**WRITTEN TASK**
Each entry below is to be extracted exactly.

**EXTRACTED INFORMATION**
━━━━━━━━━━━━━━━━━━━━━━━━━━━━━━

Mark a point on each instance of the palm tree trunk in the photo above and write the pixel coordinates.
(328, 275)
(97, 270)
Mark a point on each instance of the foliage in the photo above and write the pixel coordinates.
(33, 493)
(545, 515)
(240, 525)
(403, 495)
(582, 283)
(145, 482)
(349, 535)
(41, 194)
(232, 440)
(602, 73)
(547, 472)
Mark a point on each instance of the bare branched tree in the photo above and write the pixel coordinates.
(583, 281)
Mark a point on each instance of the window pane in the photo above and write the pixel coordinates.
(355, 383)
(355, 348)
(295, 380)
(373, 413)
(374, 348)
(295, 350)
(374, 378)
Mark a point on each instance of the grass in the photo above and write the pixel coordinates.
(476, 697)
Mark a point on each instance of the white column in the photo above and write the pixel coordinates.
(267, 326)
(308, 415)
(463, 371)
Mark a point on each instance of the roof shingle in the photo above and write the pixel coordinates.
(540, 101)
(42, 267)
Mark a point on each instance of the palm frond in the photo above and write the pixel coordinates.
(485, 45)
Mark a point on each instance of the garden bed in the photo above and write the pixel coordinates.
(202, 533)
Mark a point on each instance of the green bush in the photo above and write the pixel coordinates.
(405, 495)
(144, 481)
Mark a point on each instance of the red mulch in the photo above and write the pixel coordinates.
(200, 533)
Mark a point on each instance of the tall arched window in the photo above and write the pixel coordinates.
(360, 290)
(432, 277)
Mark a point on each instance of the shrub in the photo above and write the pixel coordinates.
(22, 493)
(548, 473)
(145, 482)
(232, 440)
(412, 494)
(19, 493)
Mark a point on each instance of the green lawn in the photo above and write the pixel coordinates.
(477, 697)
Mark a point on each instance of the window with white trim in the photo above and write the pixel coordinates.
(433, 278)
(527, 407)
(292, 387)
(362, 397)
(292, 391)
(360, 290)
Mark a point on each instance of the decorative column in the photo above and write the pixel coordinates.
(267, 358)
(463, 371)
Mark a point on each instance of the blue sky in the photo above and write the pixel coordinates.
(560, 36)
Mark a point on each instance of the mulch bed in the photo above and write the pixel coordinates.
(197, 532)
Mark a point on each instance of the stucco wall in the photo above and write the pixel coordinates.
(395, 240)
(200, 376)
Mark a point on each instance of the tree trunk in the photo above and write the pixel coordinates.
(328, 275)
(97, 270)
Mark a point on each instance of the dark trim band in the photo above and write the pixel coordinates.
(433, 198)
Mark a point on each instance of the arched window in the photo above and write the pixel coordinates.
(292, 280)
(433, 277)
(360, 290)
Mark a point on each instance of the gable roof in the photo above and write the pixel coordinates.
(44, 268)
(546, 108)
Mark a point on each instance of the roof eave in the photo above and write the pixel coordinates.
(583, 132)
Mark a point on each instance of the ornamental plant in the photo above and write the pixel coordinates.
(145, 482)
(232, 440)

━━━━━━━━━━━━━━━━━━━━━━━━━━━━━━

**TASK OUTPUT**
Mark a point on each instance of the palm tree trunk in the photo above and write the pixel coordinates.
(328, 275)
(97, 270)
Mark a point on each instance of the foliage in the photo above and write the pixel coordinates.
(33, 493)
(545, 515)
(240, 525)
(403, 495)
(582, 283)
(145, 482)
(349, 535)
(41, 194)
(232, 440)
(602, 73)
(547, 472)
Mark a point on each instance of the bare branched tree in the photo above and write the pixel coordinates.
(583, 281)
Mark a point on each instance of the window pane in the photo above and write the pixel coordinates.
(355, 383)
(355, 348)
(295, 380)
(373, 413)
(374, 348)
(295, 350)
(374, 378)
Mark a point on each instance of the grass in the photo above and write the pixel coordinates.
(476, 697)
Mark a point on each instance of the white column in the photo above and write the pixel coordinates.
(267, 326)
(308, 415)
(463, 371)
Mark a point on each instance of the roof shingle in the photo above and write the pixel coordinates.
(540, 101)
(42, 267)
Mark a point on each instance of the palm frond in the photo above and write the pixel coordinates.
(485, 45)
Mark a point on each instance of the garden bed in the photo above and write the pixel coordinates.
(202, 533)
Mark a point on each instance of the green bush in the photo above and write the pixel coordinates.
(405, 495)
(144, 481)
Mark a point on each instance of the red mulch in the photo above and write the pixel coordinates.
(200, 533)
Mark a point on each instance of the tall arched window in the photo above and write the pixel coordinates.
(360, 290)
(432, 277)
Mark a point on each instance of the shrub in the photo above and write the pixel coordinates.
(22, 493)
(548, 473)
(145, 482)
(232, 440)
(412, 494)
(19, 493)
Mark a point on each instance of the green lawn in the photo above and write the pixel coordinates.
(477, 697)
Mark a point on each instance of the window with white trim in the photo above and write the pixel coordinates.
(433, 278)
(527, 407)
(292, 387)
(362, 397)
(292, 391)
(360, 290)
Mark a point on each instance of the decorative column in the photo above and write the pixel coordinates.
(267, 358)
(463, 371)
Mark a point on each instance of the blue sky in the photo above and write the pixel coordinates.
(560, 36)
Mark a point on each instance of the mulch bed in the photo above and write the pixel coordinates.
(197, 532)
Mark a point on each instance of the stucco wall in the photo above and write the pixel coordinates.
(395, 240)
(200, 376)
Mark a point on each instance of the tree trunk in the photo above and write the pixel coordinates.
(328, 275)
(97, 270)
Mark a point on each instance of the dark trim band in the photo above and write the pixel coordinates.
(433, 198)
Mark a point on each instance of the arched window in the photo above and write the pixel coordinates.
(292, 280)
(433, 277)
(360, 290)
Mark a point on each instance of the gable roof in the photo above and write the pixel coordinates.
(44, 268)
(546, 108)
Mark a point on each instance of the roof eave in the photo above and write the pixel coordinates.
(583, 132)
Mark a point on each instance of the ornamental plant in the photo above and write the pixel coordinates.
(145, 482)
(232, 440)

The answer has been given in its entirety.